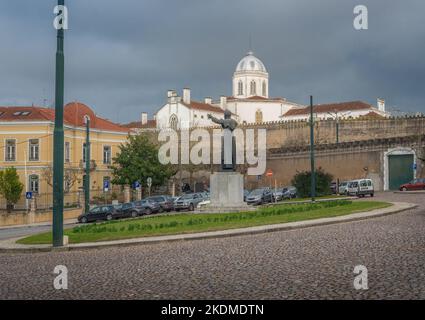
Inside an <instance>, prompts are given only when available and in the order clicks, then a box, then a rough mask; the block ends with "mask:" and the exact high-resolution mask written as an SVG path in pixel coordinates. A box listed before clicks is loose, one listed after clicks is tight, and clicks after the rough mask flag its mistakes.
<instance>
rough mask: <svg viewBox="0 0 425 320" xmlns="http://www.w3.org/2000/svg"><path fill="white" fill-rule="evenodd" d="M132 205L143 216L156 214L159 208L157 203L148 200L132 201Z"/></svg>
mask: <svg viewBox="0 0 425 320" xmlns="http://www.w3.org/2000/svg"><path fill="white" fill-rule="evenodd" d="M133 203H134V205H135V206H136V207H137V208H139V209H140V210H141V211H142V212H143V214H147V215H149V214H152V213H158V212H159V210H160V208H161V207H160V205H159V204H158V203H156V202H155V201H153V200H149V199H143V200H139V201H134V202H133Z"/></svg>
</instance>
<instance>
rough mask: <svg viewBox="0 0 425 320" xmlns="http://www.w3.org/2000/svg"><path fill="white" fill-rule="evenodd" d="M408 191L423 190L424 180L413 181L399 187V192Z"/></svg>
mask: <svg viewBox="0 0 425 320" xmlns="http://www.w3.org/2000/svg"><path fill="white" fill-rule="evenodd" d="M408 190H425V178H422V179H414V180H412V181H410V182H409V183H405V184H402V185H401V186H400V191H408Z"/></svg>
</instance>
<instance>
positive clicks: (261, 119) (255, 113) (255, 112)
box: [255, 109, 263, 123]
mask: <svg viewBox="0 0 425 320" xmlns="http://www.w3.org/2000/svg"><path fill="white" fill-rule="evenodd" d="M255 122H256V123H262V122H263V112H262V111H261V110H260V109H258V110H257V111H256V112H255Z"/></svg>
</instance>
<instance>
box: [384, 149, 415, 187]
mask: <svg viewBox="0 0 425 320" xmlns="http://www.w3.org/2000/svg"><path fill="white" fill-rule="evenodd" d="M388 167H389V188H390V190H398V188H399V187H400V185H402V184H403V183H407V182H409V181H411V180H412V179H413V155H412V154H407V155H393V156H388Z"/></svg>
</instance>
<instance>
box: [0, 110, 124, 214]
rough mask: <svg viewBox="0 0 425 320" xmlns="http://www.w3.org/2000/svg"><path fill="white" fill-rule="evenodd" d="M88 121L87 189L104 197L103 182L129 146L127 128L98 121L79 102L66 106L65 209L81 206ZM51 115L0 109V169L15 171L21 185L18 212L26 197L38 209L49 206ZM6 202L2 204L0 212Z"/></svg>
mask: <svg viewBox="0 0 425 320" xmlns="http://www.w3.org/2000/svg"><path fill="white" fill-rule="evenodd" d="M86 119H90V160H91V165H90V167H91V173H90V189H91V190H92V196H96V195H97V196H99V195H101V194H102V193H103V183H104V181H105V180H111V179H112V170H111V169H110V165H111V164H112V159H113V157H115V155H116V153H117V152H118V151H119V145H120V144H122V143H125V142H126V141H127V136H128V129H127V128H124V127H122V126H120V125H118V124H115V123H113V122H111V121H109V120H105V119H103V118H100V117H98V116H96V114H95V113H94V112H93V111H92V110H91V109H90V108H89V107H88V106H86V105H84V104H82V103H78V102H73V103H69V104H67V105H66V106H65V107H64V130H65V132H64V135H65V145H64V153H65V154H64V160H65V163H64V166H65V176H64V180H65V185H64V190H65V199H64V203H65V206H72V205H75V204H76V203H78V202H80V200H81V199H80V197H81V196H82V188H83V175H84V168H85V160H86V159H85V144H86V127H85V126H86ZM53 130H54V110H53V109H48V108H42V107H0V146H1V150H2V152H1V154H0V170H3V169H4V168H7V167H15V168H16V169H17V172H18V174H19V177H20V179H21V182H22V183H23V184H24V193H23V196H22V197H21V199H20V201H19V202H18V203H17V204H16V206H15V208H16V209H26V208H27V206H28V203H27V201H26V200H25V192H27V191H30V192H32V193H33V194H34V196H35V197H36V198H37V200H38V205H37V206H38V207H39V208H43V207H45V208H49V207H50V206H51V204H52V193H53V190H52V186H51V185H52V180H53V177H52V173H53V170H52V166H53ZM5 207H6V203H5V200H4V199H0V209H4V208H5Z"/></svg>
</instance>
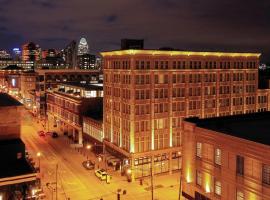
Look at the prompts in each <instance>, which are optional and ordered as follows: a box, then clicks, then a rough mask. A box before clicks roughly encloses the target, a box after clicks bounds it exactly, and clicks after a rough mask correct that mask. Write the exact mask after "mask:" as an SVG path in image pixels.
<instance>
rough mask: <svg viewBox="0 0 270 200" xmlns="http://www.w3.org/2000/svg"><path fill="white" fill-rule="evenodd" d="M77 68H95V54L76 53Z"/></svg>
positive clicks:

####

### Exercise instructions
Can you change every "rough mask" in these lines to "coarse mask", keeping everything else the same and leaving out the pictures?

### Reply
Inside an <instance>, prompts are given only when available and in the order clicks, then a box, then a coarse mask; the block ends with "mask:" and the exact high-resolution mask written as an SVG path in pixel coordinates. A box listed before clicks is loose, one listed after clicks is tight, and clicks after the coarse mask flag its mistakes.
<instance>
coarse mask: <svg viewBox="0 0 425 320" xmlns="http://www.w3.org/2000/svg"><path fill="white" fill-rule="evenodd" d="M132 205L143 216L156 214L159 208L157 203L148 200L132 201Z"/></svg>
mask: <svg viewBox="0 0 425 320" xmlns="http://www.w3.org/2000/svg"><path fill="white" fill-rule="evenodd" d="M133 203H134V205H135V206H136V207H137V208H139V209H140V210H141V211H142V212H143V214H147V215H149V214H152V213H158V212H159V210H160V208H161V207H160V205H159V204H158V203H156V202H155V201H153V200H149V199H143V200H139V201H134V202H133Z"/></svg>
</instance>
<instance>
coarse mask: <svg viewBox="0 0 425 320" xmlns="http://www.w3.org/2000/svg"><path fill="white" fill-rule="evenodd" d="M408 191L423 190L424 180L413 181L399 187V192Z"/></svg>
mask: <svg viewBox="0 0 425 320" xmlns="http://www.w3.org/2000/svg"><path fill="white" fill-rule="evenodd" d="M408 190H425V178H422V179H414V180H412V181H410V182H409V183H405V184H402V185H401V186H400V191H408Z"/></svg>
</instance>
<instance>
positive clicks: (261, 119) (255, 113) (255, 112)
box: [255, 109, 263, 123]
mask: <svg viewBox="0 0 425 320" xmlns="http://www.w3.org/2000/svg"><path fill="white" fill-rule="evenodd" d="M255 122H256V123H262V122H263V112H262V111H261V110H260V109H258V110H257V111H256V112H255Z"/></svg>
</instance>
<instance>
box: [384, 149, 415, 187]
mask: <svg viewBox="0 0 425 320" xmlns="http://www.w3.org/2000/svg"><path fill="white" fill-rule="evenodd" d="M388 167H389V188H390V190H398V188H399V187H400V185H402V184H403V183H407V182H409V181H411V180H412V179H413V155H412V154H407V155H393V156H388Z"/></svg>
</instance>
<instance>
box: [0, 110, 124, 214]
coarse mask: <svg viewBox="0 0 425 320" xmlns="http://www.w3.org/2000/svg"><path fill="white" fill-rule="evenodd" d="M88 121L87 189L104 197L103 182L129 146L127 128L98 121L79 102L66 106L65 209L81 206ZM51 115L0 109V169L15 171L21 185L18 212L26 197L38 209L49 206ZM6 202L2 204L0 212Z"/></svg>
mask: <svg viewBox="0 0 425 320" xmlns="http://www.w3.org/2000/svg"><path fill="white" fill-rule="evenodd" d="M86 119H90V160H91V165H90V167H91V173H90V189H91V190H92V196H96V195H97V196H99V195H101V194H102V193H103V183H104V181H105V180H111V179H112V170H111V169H110V165H111V164H112V159H113V157H115V155H116V153H117V152H118V151H119V145H120V144H122V143H125V142H126V141H127V136H128V129H127V128H124V127H122V126H120V125H118V124H115V123H113V122H111V121H109V120H105V119H103V118H100V117H98V116H96V114H95V113H94V112H93V111H92V110H91V109H90V108H89V107H88V106H86V105H84V104H82V103H78V102H73V103H69V104H67V105H66V106H65V107H64V130H65V132H64V135H65V145H64V153H65V154H64V160H65V163H64V166H65V176H64V180H65V185H64V190H65V199H64V203H65V206H72V205H75V204H76V203H78V202H80V200H81V199H80V197H81V196H82V188H83V175H84V168H85V160H86V159H85V144H86V127H85V126H86ZM53 130H54V110H53V109H48V108H42V107H0V146H1V150H2V152H1V154H0V170H3V169H4V168H7V167H15V168H16V169H17V172H18V174H19V177H20V179H21V182H22V183H23V184H24V193H23V196H22V197H21V199H20V201H19V202H18V203H17V204H16V206H15V208H16V209H26V208H27V206H28V203H27V201H26V200H25V192H27V191H30V192H32V193H33V194H34V196H35V197H36V198H37V200H38V205H37V206H38V207H39V208H43V207H45V208H49V207H50V206H51V204H52V193H53V190H52V186H51V185H52V180H53V177H52V173H53V170H52V166H53ZM5 207H6V203H5V200H4V199H0V209H4V208H5Z"/></svg>
</instance>
Look at the prompts in each <instance>, which are optional and ordered as follows: a box, then clicks, then a coarse mask. A box before clicks roughly encloses the target, a box after clicks bounds it exactly, and clicks after a coarse mask correct that mask. Write the exact mask after "mask:" as an SVG path in image pixels.
<instance>
coarse mask: <svg viewBox="0 0 270 200" xmlns="http://www.w3.org/2000/svg"><path fill="white" fill-rule="evenodd" d="M77 68H95V54L76 53Z"/></svg>
positive clicks:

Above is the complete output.